**Your instructions**
Substitute "Found" for each "Detected" in the material below, and reproduce every other part of the material unchanged.
------ Records for the exercise
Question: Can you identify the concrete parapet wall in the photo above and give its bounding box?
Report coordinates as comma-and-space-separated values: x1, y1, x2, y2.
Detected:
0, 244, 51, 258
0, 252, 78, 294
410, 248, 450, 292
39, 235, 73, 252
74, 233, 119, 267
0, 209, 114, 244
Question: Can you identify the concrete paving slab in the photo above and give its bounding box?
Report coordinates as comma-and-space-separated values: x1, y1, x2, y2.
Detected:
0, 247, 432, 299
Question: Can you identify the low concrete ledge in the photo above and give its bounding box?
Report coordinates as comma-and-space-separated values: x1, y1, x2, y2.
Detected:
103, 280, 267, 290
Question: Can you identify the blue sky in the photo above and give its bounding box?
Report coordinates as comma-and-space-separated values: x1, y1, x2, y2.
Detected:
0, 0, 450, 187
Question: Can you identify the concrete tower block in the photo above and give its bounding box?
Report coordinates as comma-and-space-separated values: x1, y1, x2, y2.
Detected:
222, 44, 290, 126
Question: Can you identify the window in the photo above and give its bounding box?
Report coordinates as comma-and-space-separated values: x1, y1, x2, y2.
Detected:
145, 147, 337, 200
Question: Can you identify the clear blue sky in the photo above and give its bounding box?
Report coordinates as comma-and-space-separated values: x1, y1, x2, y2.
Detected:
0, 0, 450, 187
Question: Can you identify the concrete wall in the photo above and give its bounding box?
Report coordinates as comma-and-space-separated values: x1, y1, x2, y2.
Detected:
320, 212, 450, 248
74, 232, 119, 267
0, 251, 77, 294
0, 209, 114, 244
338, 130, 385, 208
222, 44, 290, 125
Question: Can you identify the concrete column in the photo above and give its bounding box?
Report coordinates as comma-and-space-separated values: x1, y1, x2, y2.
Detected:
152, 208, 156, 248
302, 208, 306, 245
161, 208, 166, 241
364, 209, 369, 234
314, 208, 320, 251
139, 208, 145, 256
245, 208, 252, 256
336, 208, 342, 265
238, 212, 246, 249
------------
**Final result**
Question: Can you identify the concrete parapet wall in the photo above and give its bounding box?
Report coordinates as comma-and-space-separated values: x1, y1, x2, y2.
Found:
0, 244, 51, 258
0, 252, 78, 294
410, 248, 450, 292
39, 235, 73, 252
74, 233, 119, 267
0, 209, 114, 244
Question: Can you identify the concrete paving slab in the photo above and give its bounding box?
Report coordinates as comma-and-space-separated values: x1, y1, x2, y2.
Found:
0, 247, 432, 299
Question: Can you identify the low concrete ledge in the photo above and give its bounding box?
Report coordinates as comma-and-space-separated values: x1, y1, x2, y2.
Found:
103, 280, 267, 290
Question: Can you identify the blue sky in the photo above and give its bounding box?
Report coordinates as comma-and-space-separated values: x1, y1, x2, y2.
Found:
0, 0, 450, 187
Question: Can you identify the concrete tower block in the photo above and give its bounding box?
Report coordinates as comma-and-space-separated values: x1, y1, x2, y2.
Found:
222, 44, 290, 126
Question: Can you identify the window in the photo above and give its bounding box?
Report coordinates as comma-and-space-separated values: x1, y1, x2, y2.
Found:
145, 147, 337, 200
Question: Can you identify the clear blue sky in the photo above and give its bounding box?
Report coordinates as comma-and-space-separated values: x1, y1, x2, y2.
Found:
0, 0, 450, 187
Question: Can you identify the concrete wall in the photo above and give its bounding box?
Report coordinates as comma-and-space-separated values: x1, y1, x2, y2.
Found:
320, 212, 450, 248
74, 232, 119, 267
0, 251, 77, 294
0, 209, 114, 244
338, 130, 385, 208
222, 44, 290, 125
Question: Can you identify the concrete column in the photo above and give its bounding box?
Report coordinates as comma-and-space-separated values: x1, y1, x2, y2.
Found:
152, 208, 156, 248
302, 208, 306, 245
161, 208, 166, 241
364, 209, 369, 234
314, 208, 320, 251
139, 208, 145, 256
245, 208, 252, 256
336, 208, 342, 265
238, 212, 246, 249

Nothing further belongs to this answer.